Your assignment:
The printed result should hold only the lines from the opening of the data through the line bearing "# annotate each instance of the gold", exactly as given and without pictures.

Source data:
- Opening Delimiter -
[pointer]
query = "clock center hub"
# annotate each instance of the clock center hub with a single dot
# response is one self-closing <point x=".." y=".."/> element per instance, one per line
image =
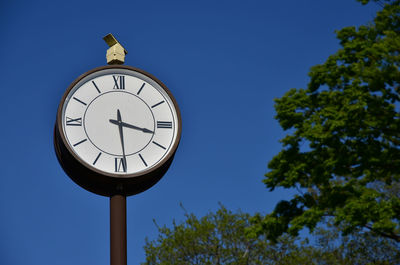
<point x="133" y="112"/>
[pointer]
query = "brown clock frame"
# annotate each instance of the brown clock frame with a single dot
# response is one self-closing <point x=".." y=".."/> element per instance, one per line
<point x="104" y="183"/>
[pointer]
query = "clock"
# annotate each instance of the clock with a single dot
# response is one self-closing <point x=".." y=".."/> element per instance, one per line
<point x="117" y="130"/>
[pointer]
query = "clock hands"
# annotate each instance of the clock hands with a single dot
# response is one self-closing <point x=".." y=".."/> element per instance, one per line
<point x="121" y="135"/>
<point x="127" y="125"/>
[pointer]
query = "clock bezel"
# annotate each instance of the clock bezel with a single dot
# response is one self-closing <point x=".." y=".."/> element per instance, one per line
<point x="105" y="183"/>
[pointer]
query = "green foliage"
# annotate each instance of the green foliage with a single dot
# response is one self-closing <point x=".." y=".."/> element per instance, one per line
<point x="342" y="151"/>
<point x="225" y="237"/>
<point x="217" y="238"/>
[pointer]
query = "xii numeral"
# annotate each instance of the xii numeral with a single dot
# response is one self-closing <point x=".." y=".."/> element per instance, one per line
<point x="119" y="82"/>
<point x="74" y="122"/>
<point x="120" y="165"/>
<point x="164" y="124"/>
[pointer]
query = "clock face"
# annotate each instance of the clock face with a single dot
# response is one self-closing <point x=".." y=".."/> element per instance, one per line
<point x="120" y="121"/>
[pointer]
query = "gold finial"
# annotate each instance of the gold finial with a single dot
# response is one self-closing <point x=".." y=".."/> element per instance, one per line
<point x="116" y="53"/>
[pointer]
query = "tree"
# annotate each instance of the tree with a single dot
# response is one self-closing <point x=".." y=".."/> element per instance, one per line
<point x="219" y="238"/>
<point x="342" y="150"/>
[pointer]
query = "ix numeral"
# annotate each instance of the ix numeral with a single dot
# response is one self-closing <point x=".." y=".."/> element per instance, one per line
<point x="120" y="165"/>
<point x="74" y="122"/>
<point x="119" y="82"/>
<point x="164" y="124"/>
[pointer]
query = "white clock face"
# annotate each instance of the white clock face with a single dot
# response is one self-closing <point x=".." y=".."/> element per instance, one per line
<point x="119" y="121"/>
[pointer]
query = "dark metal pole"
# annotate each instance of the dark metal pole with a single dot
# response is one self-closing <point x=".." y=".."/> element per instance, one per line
<point x="118" y="230"/>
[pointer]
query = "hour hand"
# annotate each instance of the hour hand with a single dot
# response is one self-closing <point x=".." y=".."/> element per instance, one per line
<point x="127" y="125"/>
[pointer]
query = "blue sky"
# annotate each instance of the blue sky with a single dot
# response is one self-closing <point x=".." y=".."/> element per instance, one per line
<point x="224" y="61"/>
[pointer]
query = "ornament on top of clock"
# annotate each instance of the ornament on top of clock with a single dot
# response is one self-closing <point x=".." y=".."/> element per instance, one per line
<point x="117" y="127"/>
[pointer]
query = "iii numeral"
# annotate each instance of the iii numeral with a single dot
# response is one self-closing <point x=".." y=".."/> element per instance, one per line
<point x="164" y="124"/>
<point x="74" y="122"/>
<point x="120" y="165"/>
<point x="119" y="82"/>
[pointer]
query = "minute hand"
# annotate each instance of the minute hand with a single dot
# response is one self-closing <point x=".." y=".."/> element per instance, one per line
<point x="127" y="125"/>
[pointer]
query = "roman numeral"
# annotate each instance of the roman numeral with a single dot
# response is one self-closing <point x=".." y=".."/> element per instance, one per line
<point x="164" y="124"/>
<point x="120" y="165"/>
<point x="78" y="143"/>
<point x="159" y="145"/>
<point x="119" y="82"/>
<point x="98" y="90"/>
<point x="97" y="158"/>
<point x="159" y="103"/>
<point x="144" y="162"/>
<point x="140" y="89"/>
<point x="80" y="101"/>
<point x="74" y="122"/>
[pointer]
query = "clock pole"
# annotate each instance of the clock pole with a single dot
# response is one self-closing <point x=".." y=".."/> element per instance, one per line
<point x="118" y="253"/>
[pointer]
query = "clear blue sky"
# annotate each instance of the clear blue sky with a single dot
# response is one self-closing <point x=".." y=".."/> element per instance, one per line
<point x="224" y="61"/>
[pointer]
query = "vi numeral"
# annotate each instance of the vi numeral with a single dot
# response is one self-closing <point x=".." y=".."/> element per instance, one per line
<point x="164" y="124"/>
<point x="119" y="82"/>
<point x="74" y="122"/>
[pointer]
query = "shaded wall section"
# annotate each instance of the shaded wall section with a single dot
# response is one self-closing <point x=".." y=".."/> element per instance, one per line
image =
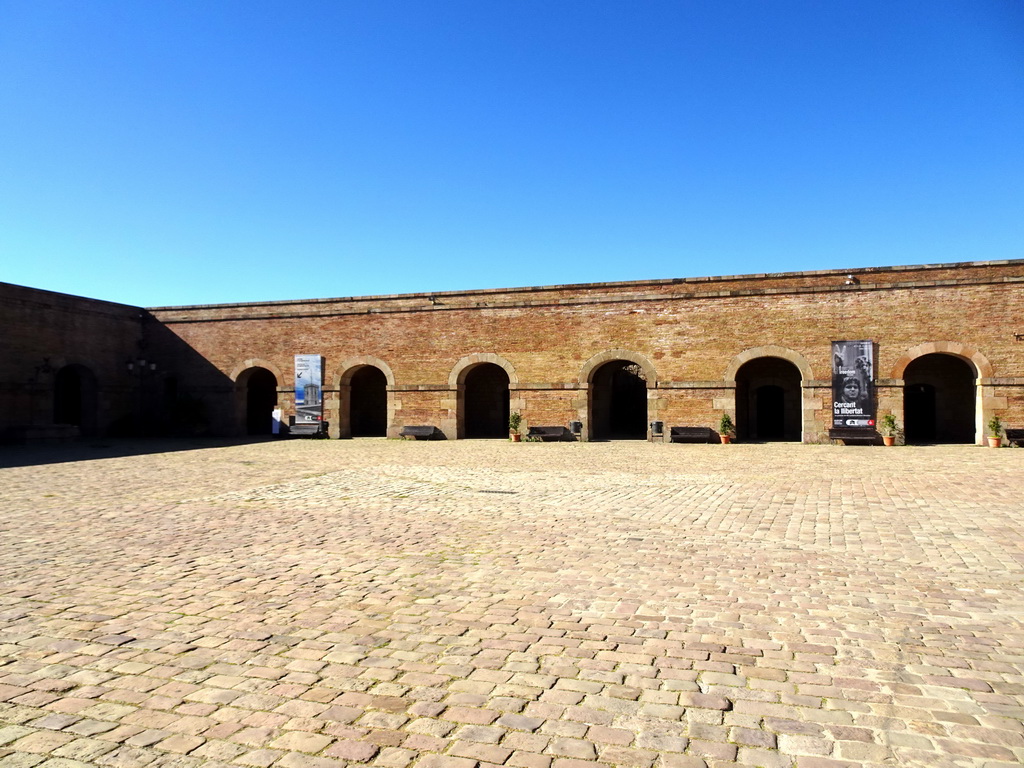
<point x="62" y="365"/>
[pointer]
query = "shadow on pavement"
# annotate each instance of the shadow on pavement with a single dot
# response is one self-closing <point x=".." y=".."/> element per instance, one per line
<point x="92" y="449"/>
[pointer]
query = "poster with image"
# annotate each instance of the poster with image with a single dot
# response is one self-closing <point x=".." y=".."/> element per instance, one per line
<point x="853" y="384"/>
<point x="308" y="388"/>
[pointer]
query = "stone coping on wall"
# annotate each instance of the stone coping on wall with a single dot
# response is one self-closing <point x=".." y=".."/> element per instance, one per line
<point x="872" y="279"/>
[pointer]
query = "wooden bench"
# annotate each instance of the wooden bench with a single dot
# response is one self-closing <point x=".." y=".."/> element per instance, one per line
<point x="421" y="432"/>
<point x="691" y="434"/>
<point x="550" y="434"/>
<point x="307" y="429"/>
<point x="855" y="435"/>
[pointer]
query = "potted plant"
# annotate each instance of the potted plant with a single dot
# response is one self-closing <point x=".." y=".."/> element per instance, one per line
<point x="994" y="432"/>
<point x="888" y="428"/>
<point x="515" y="419"/>
<point x="725" y="428"/>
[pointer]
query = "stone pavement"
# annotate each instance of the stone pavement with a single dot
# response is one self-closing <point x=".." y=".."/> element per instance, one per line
<point x="475" y="603"/>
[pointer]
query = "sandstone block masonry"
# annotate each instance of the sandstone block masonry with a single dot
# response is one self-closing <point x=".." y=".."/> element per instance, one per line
<point x="757" y="347"/>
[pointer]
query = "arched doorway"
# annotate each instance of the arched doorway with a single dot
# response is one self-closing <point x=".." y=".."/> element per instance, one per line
<point x="75" y="398"/>
<point x="939" y="399"/>
<point x="768" y="407"/>
<point x="368" y="402"/>
<point x="259" y="390"/>
<point x="485" y="401"/>
<point x="619" y="401"/>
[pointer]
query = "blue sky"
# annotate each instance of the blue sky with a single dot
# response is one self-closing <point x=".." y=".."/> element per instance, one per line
<point x="177" y="153"/>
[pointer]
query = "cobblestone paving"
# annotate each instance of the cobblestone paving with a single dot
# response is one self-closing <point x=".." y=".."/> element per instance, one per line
<point x="477" y="603"/>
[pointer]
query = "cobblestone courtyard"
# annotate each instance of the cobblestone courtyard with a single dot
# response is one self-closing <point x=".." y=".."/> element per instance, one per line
<point x="462" y="604"/>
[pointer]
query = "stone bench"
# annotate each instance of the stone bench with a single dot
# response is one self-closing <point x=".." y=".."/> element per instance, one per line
<point x="551" y="434"/>
<point x="691" y="434"/>
<point x="421" y="432"/>
<point x="855" y="436"/>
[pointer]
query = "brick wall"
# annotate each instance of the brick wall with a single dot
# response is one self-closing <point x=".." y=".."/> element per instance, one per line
<point x="689" y="334"/>
<point x="41" y="333"/>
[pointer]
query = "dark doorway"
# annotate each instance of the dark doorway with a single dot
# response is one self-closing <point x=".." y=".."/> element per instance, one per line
<point x="261" y="398"/>
<point x="919" y="413"/>
<point x="619" y="402"/>
<point x="939" y="400"/>
<point x="771" y="412"/>
<point x="768" y="400"/>
<point x="368" y="404"/>
<point x="75" y="398"/>
<point x="485" y="411"/>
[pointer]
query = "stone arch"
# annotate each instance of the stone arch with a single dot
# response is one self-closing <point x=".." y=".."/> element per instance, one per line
<point x="981" y="368"/>
<point x="76" y="400"/>
<point x="457" y="383"/>
<point x="462" y="368"/>
<point x="591" y="427"/>
<point x="340" y="410"/>
<point x="256" y="363"/>
<point x="769" y="350"/>
<point x="256" y="390"/>
<point x="591" y="366"/>
<point x="806" y="404"/>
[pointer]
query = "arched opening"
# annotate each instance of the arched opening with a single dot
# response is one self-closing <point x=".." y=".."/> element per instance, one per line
<point x="939" y="399"/>
<point x="768" y="400"/>
<point x="485" y="401"/>
<point x="259" y="388"/>
<point x="368" y="402"/>
<point x="75" y="398"/>
<point x="619" y="401"/>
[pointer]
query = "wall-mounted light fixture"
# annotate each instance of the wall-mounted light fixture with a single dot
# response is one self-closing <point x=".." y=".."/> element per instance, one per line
<point x="45" y="368"/>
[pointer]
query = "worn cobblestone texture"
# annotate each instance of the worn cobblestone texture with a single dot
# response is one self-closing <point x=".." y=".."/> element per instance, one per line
<point x="476" y="603"/>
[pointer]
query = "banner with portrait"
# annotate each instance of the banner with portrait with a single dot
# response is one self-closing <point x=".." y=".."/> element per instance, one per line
<point x="853" y="384"/>
<point x="308" y="388"/>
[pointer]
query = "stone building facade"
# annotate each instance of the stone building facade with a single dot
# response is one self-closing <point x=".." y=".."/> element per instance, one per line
<point x="614" y="357"/>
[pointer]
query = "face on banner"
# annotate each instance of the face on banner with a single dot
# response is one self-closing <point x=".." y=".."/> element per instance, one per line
<point x="853" y="384"/>
<point x="308" y="388"/>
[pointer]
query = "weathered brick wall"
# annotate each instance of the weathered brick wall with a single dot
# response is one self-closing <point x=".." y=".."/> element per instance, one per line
<point x="690" y="332"/>
<point x="41" y="332"/>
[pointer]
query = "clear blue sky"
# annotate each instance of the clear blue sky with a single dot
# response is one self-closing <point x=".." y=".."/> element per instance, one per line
<point x="187" y="152"/>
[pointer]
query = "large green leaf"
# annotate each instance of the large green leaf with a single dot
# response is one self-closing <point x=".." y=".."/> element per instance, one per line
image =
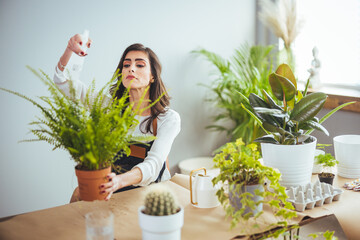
- Closing Delimiter -
Answer to this problem:
[pointer]
query = "clock center hub"
# annotate each instance of the clock center hub with a single dot
# response is one self-closing <point x=".." y=".."/> element per instance, one per line
image =
<point x="133" y="112"/>
[pointer]
query = "brown clock frame"
# annotate each instance of the brown clock frame with a single dot
# response is one self-closing <point x=".." y=".."/> element per instance, one per line
<point x="104" y="183"/>
[pointer]
query = "clock"
# annotate each instance of the clock with a single dot
# response is one self-closing <point x=".." y=".."/> element per instance, one per line
<point x="117" y="130"/>
[pointer]
query = "clock hands"
# annotate each instance of the clock hands with a single dot
# response is one self-closing <point x=".." y=".."/> element per instance, one per line
<point x="121" y="135"/>
<point x="127" y="125"/>
[pointer]
query = "clock bezel"
# annotate each instance of the clock bezel with a single dot
# response is one self-closing <point x=".." y=".."/> element per instance, one per line
<point x="105" y="183"/>
[pointer]
query = "green foliage"
# annotate each instance of the green foliage with a single dot
# response is one self-closing <point x=".." y=".."/> element per instance, one per line
<point x="342" y="151"/>
<point x="225" y="237"/>
<point x="217" y="238"/>
[pointer]
query = "xii numeral"
# annotate each instance of the xii numeral with a single dot
# response is one self-closing <point x=".." y=".."/> element per instance, one per line
<point x="119" y="82"/>
<point x="74" y="122"/>
<point x="120" y="165"/>
<point x="164" y="124"/>
[pointer]
query = "clock face"
# annotate each instance of the clock face with a single dot
# response is one self-closing <point x=".." y=".."/> element per instance, one per line
<point x="120" y="121"/>
[pointer]
query = "gold finial"
# annotate each instance of the gold finial with a single dot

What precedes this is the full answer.